Testo fornito
========================================================================

Per concludere, l’analisi della bottega di Francesco di ser Andrea di Ser Bene, oltre a mostrarci quali fossero gli armamenti commercializzati dal punto di vista tipologico, ci ha chiarito maggiormente in che cosa consistesse il mestiere dell’armaiolo a Firenze nel primo Quattrocento, cosa che invece le scarne indicazioni dello statuto dell’Arte non erano riuscite a fare. Oltre ad essere lui stesso un abile artiere, si può dire che Francesco sapesse muoversi con destrezza tra gli artigiani ed i mercanti fiorentini, al fine di soddisfare la sua esigente clientela. Egli infatti si occupava di reperire sul mercato internazionale i beni richiesti maggiormente e, nel caso si volesse un armamento con caratteristiche peculiari, era lui la persona a cui ci si doveva affidare. Egli sapeva infatti reperire la migliore spada sul mercato ed ingaggiare un orafo per dorarne il fornimento; poteva comprare un eccellente panziera, farla lucidare a specchio da un forbitore d’arme e poi completarla lui stesso con frange di maglia e con giochi di anelli d’ottone; o ancora, poteva acquistare da un setaiolo un tessuto di qualità che poi avrebbe utilizzato per rivestire un armamento corazzato. L’armaiolo fiorentino non era quindi solo un semplice artigiano o commerciante ma bensì poteva essere un trait d’union di manovalanze altamente specializzate, per creare armamenti qualitativamente ed esteticamente eccezionali.

========================================================================

Voci di annotazione con coordinate
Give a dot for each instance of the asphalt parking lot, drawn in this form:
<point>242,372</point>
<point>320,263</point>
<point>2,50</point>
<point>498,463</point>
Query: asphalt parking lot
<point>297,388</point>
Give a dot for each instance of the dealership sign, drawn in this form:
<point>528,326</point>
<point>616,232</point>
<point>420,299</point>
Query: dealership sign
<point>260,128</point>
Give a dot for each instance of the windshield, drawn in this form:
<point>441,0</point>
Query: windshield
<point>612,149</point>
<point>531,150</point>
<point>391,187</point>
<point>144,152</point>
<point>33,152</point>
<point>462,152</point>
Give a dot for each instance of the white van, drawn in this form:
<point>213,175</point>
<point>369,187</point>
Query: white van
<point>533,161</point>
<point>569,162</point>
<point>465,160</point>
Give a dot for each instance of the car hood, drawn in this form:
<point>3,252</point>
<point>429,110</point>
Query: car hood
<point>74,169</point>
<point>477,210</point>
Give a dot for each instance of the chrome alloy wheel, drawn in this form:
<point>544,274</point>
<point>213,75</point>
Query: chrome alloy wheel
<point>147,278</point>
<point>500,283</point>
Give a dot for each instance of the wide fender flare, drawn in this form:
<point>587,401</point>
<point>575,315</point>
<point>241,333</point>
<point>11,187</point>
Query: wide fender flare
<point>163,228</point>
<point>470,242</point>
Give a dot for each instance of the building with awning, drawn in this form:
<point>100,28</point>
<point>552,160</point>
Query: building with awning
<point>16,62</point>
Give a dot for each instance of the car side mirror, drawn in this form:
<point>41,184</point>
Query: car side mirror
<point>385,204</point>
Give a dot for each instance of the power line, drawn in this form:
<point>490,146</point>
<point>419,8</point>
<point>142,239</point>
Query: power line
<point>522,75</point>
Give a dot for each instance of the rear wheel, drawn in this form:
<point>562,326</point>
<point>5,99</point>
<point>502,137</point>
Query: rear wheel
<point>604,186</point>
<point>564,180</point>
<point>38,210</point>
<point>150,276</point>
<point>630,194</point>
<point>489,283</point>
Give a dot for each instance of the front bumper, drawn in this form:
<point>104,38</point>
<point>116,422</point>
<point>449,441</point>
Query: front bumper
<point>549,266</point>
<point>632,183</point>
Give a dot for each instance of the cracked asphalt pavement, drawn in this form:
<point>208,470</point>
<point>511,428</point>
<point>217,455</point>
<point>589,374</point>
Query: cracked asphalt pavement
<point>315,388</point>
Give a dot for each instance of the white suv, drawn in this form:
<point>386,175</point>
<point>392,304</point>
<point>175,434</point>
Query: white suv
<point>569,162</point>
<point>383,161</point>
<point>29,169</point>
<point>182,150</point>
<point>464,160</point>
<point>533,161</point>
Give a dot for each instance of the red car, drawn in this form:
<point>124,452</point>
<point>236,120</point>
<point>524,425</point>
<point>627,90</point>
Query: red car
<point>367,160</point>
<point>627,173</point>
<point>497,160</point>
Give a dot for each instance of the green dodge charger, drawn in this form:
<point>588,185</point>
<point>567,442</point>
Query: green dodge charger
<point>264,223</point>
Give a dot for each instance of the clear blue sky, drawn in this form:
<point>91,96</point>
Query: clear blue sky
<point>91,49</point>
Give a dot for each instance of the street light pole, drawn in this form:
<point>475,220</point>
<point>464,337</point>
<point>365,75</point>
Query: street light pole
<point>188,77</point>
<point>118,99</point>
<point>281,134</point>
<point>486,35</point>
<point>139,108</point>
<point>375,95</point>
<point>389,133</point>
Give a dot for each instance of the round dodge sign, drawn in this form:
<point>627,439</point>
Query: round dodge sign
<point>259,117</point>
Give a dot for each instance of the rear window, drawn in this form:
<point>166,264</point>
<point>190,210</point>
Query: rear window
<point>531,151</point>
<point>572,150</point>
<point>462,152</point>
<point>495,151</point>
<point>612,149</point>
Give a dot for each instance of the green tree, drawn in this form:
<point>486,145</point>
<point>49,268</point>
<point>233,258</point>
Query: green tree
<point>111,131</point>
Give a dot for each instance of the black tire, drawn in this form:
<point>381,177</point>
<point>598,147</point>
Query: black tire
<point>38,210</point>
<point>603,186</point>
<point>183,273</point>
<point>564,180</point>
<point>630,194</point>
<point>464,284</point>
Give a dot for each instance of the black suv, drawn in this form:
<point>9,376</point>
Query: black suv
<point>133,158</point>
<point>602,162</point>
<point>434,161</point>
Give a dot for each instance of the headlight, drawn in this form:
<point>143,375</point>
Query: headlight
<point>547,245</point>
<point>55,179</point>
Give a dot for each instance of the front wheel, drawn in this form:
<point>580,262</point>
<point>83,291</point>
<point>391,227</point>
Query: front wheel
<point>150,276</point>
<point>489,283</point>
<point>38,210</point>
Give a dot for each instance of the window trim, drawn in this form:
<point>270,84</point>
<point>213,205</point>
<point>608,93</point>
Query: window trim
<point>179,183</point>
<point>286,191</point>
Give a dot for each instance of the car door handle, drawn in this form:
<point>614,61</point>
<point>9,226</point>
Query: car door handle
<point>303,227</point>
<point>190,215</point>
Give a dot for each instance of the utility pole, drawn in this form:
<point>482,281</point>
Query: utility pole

========================================================================

Cosa fare
- a) Riscrivi in forma di elenco il paragrafo del testo fornito che comincia con «Per concludere, l’analisi della bottega», conservandone i fatti principali.
- b) Rispondi a queste domande basandoti sul testo fornito.
(i) Che cosa non erano riuscite a chiarire le scarne indicazioni dello statuto dell’Arte?
(ii) A chi poteva far lucidare a specchio una panziera Francesco?
(iii) Da chi poteva acquistare un tessuto di qualità?

Risposte complete
- a)
- L’analisi della bottega di Francesco di ser Andrea di Ser Bene mostra quali tipi di armamenti si vendevano. Chiarisce inoltre il mestiere dell’armaiolo a Firenze nel primo Quattrocento, cosa che lo statuto dell’Arte non era riuscito a fare.
- Francesco era un abile artiere e sapeva muoversi tra artigiani e mercanti fiorentini per soddisfare una clientela esigente.
- Reperiva sul mercato internazionale i beni più richiesti. Era a lui che ci si affidava per armamenti con caratteristiche peculiari.
- Poteva trovare la migliore spada e far dorare il fornimento da un orafo.
- Poteva far lucidare a specchio una panziera da un forbitore d’arme e completarla con frange di maglia e giochi di anelli d’ottone.
- Poteva comprare da un setaiolo un tessuto di qualità per rivestire un armamento corazzato.
- L’armaiolo fiorentino non era solo artigiano o commerciante, ma un trait d’union tra manovalanze altamente specializzate, capace di creare armamenti eccezionali per qualità ed estetica.

- b)
(i) In che cosa consistesse il mestiere dell’armaiolo a Firenze nel primo Quattrocento.
(ii) A un forbitore d’arme.
(iii) Da un setaiolo.